Exercise text
Kolon cancels flu drug permit voluntarily after illegal drug donation controversy – KBR

Kolon Pharmaceutical has voluntarily canceled the approval for Comiflu, a prescription flu medicine, after causing a controversy about whether its drug distribution to a daycare via a donation group without a doctor’s prescription was illegal.
The Ministry of Food and Drug Safety said the permit for Kolon Pharmaceutical’s Comiflu (ingredient: oseltamivir phosphate) has been nullified as of Tuesday because Kolon did not seek to renew the approval five years after winning the nod on June 21, 2017.
Under the MFDS’ drug approval renewal system, a pharmaceutical firm must renew drug approval every five years by submitting related data to the issuer of the approval — MFDS or its provincial branch – six months before the deadline.
Kolon manufactures Comiflu at a factory in Daejeon.
The ministry said that the annual output of Comiflu has declined from 4.3 billion won ($3.3 million) in 2018 to 800 million won in 2020.
If a drug does not generate much revenue or is not produced, a drug company voluntarily withdraws a drug license by letting the five-year license expire.
The voluntary cancellation of the Comiflu permit drew attention because Kolon was recently mired in an illegal drug distribution controversy.

Stored records:
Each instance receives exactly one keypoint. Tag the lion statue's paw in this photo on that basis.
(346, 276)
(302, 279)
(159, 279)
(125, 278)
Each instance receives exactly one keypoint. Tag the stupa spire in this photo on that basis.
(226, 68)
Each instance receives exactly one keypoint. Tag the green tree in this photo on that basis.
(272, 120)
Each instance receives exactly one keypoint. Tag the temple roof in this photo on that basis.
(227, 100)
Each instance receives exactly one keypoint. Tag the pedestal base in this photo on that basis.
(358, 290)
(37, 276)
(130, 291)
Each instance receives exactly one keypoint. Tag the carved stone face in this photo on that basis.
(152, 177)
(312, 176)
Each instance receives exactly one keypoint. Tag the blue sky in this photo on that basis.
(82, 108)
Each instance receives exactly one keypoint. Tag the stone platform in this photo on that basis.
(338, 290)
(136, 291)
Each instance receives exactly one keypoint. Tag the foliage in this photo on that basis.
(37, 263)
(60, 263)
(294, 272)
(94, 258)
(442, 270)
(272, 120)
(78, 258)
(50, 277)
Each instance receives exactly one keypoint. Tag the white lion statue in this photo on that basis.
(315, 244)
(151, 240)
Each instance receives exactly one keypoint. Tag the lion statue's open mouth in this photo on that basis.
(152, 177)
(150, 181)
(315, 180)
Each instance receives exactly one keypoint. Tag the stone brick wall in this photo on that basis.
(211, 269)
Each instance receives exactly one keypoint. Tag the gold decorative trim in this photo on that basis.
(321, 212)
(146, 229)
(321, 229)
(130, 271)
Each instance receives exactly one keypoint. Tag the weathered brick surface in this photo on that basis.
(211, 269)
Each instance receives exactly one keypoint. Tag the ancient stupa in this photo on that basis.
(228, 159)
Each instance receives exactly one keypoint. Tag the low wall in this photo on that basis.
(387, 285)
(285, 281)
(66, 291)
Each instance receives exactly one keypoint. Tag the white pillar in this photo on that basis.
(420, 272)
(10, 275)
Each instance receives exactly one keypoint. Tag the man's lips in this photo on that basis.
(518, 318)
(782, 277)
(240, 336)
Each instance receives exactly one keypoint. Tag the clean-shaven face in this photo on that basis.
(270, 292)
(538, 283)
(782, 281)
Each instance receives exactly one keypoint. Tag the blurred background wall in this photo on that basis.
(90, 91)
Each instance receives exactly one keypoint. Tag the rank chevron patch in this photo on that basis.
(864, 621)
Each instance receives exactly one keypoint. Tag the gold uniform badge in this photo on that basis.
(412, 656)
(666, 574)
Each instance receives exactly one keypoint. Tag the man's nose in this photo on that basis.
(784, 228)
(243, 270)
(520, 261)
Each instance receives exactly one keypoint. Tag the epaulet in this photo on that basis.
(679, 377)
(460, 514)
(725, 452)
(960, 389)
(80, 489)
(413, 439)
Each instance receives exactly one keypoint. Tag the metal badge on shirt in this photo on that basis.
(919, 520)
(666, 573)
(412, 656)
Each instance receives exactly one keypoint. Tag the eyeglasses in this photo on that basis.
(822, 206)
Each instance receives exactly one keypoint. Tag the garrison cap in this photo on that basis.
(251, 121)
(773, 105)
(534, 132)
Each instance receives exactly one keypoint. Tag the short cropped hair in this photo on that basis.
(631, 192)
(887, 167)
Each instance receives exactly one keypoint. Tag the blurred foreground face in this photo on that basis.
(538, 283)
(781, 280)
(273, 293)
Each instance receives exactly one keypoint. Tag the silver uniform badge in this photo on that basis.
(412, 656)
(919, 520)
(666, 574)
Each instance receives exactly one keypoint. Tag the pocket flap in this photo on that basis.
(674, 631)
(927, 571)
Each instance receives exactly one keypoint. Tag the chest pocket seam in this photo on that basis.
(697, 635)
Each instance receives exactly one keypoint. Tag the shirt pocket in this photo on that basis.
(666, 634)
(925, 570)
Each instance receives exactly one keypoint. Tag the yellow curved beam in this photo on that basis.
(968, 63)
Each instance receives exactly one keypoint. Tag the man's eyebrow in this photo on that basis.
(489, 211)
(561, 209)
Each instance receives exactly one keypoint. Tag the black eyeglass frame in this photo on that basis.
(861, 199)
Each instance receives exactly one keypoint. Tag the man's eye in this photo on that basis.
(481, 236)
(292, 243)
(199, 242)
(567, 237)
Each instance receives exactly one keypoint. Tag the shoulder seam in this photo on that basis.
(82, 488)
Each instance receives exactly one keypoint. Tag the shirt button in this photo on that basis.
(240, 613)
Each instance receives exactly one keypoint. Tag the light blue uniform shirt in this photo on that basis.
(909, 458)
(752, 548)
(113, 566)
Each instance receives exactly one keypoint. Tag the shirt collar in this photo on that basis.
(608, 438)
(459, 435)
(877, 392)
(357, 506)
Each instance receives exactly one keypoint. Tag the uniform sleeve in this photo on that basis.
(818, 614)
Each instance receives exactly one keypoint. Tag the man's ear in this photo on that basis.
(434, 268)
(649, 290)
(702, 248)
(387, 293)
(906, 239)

Action item
Extend the news article about Kolon Pharmaceutical's Comiflu permit, beginning right after its final sentence.

Written reply
Last month, the regulator started investigating Kolon Pharmaceutical due to the illegal distribution of Comiflu to a daycare via a donation group without a doctor’s prescription.
The MFDS also conducted an on-site inspection on Kolon to check whether it retrieved the illegally distributed medicines.
According to the Korea Pharmaceutical Association’s investigation, Korea Love Sharing Community, a donation group, doled out the prescription drugs to the local government and an educational institution instead of medical institutions.
Kolon argued that the donation group, not the company, distributed the drug to the unappropriated place. The company said its drug donation was legally legitimate.
The MFDS had earlier said it would instruct the local government to investigate whether Kolon’s drug donation was permitted under the Pharmaceutical Affairs Act. Attention is now on the ministry’s investigation results.